(Point annotation dataset records)
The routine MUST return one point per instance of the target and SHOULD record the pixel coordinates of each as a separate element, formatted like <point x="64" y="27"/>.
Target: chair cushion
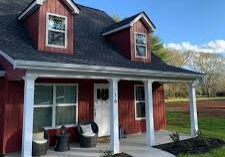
<point x="40" y="141"/>
<point x="39" y="136"/>
<point x="87" y="129"/>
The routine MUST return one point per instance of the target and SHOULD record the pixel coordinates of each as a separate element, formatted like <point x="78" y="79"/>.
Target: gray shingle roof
<point x="90" y="47"/>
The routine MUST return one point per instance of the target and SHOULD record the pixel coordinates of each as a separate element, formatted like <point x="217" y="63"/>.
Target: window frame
<point x="135" y="102"/>
<point x="54" y="105"/>
<point x="47" y="30"/>
<point x="146" y="45"/>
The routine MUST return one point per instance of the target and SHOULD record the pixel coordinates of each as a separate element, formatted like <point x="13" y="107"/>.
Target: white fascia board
<point x="69" y="3"/>
<point x="35" y="65"/>
<point x="35" y="3"/>
<point x="142" y="15"/>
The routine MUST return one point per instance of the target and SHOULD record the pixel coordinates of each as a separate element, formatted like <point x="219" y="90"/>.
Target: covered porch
<point x="144" y="141"/>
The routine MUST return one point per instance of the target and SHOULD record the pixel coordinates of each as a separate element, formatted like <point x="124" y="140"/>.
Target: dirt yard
<point x="215" y="108"/>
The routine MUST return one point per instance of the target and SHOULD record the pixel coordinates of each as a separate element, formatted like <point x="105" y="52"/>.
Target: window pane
<point x="141" y="39"/>
<point x="140" y="51"/>
<point x="43" y="95"/>
<point x="56" y="22"/>
<point x="140" y="110"/>
<point x="42" y="117"/>
<point x="140" y="93"/>
<point x="65" y="115"/>
<point x="56" y="38"/>
<point x="66" y="94"/>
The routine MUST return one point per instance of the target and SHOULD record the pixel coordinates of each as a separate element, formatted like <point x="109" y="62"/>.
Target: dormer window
<point x="140" y="45"/>
<point x="56" y="33"/>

- [THE TASK] Print every entry above again without changing a word, and omit the pictures.

- [EXPECTED ANSWER]
The routine MUST return one point per instance of the target and SHOULD record the pixel coordinates of each as a separate element, formatted like <point x="64" y="27"/>.
Target: chair cushion
<point x="40" y="141"/>
<point x="39" y="136"/>
<point x="87" y="129"/>
The routine MUST return one point per instance of the target and SHOULD record the pixel coordinates of each as a separate element, formatted like <point x="78" y="79"/>.
Target: gray shingle roof
<point x="90" y="47"/>
The routine MUST return one point per instance of the target and SHOULD record the pixel coordinates of each as a separate element, formatted like <point x="217" y="63"/>.
Target: window frame
<point x="135" y="102"/>
<point x="54" y="105"/>
<point x="47" y="30"/>
<point x="146" y="45"/>
The routine MUST return one point per instance of the target and SHOULD record the pixel coordinates of each as a separate element, formatted like <point x="13" y="107"/>.
Target: white fascia board
<point x="69" y="3"/>
<point x="35" y="65"/>
<point x="35" y="3"/>
<point x="142" y="15"/>
The routine MUST return one point per instance of the target and SHOULD record the pixel coordinates of each as a separate element, formatted like <point x="219" y="90"/>.
Target: covered porch
<point x="144" y="141"/>
The routine MUST return one point per instance of the target and SHOULD record the pixel coordinates of each as a separate element, formatted like <point x="124" y="140"/>.
Target: dirt yard
<point x="215" y="108"/>
The routine MUST return one point per instance of the target and SHOULD record the pixel coordinates of each as a separate element, formatted like <point x="105" y="52"/>.
Target: window pane
<point x="141" y="39"/>
<point x="140" y="51"/>
<point x="43" y="95"/>
<point x="56" y="22"/>
<point x="140" y="110"/>
<point x="42" y="117"/>
<point x="140" y="93"/>
<point x="65" y="115"/>
<point x="56" y="38"/>
<point x="66" y="94"/>
The routine MUST return one point per instance of the target and SHOULD record the pixel coordinates of each as a separate element, formatted like <point x="109" y="62"/>.
Target: dormer window
<point x="140" y="45"/>
<point x="56" y="33"/>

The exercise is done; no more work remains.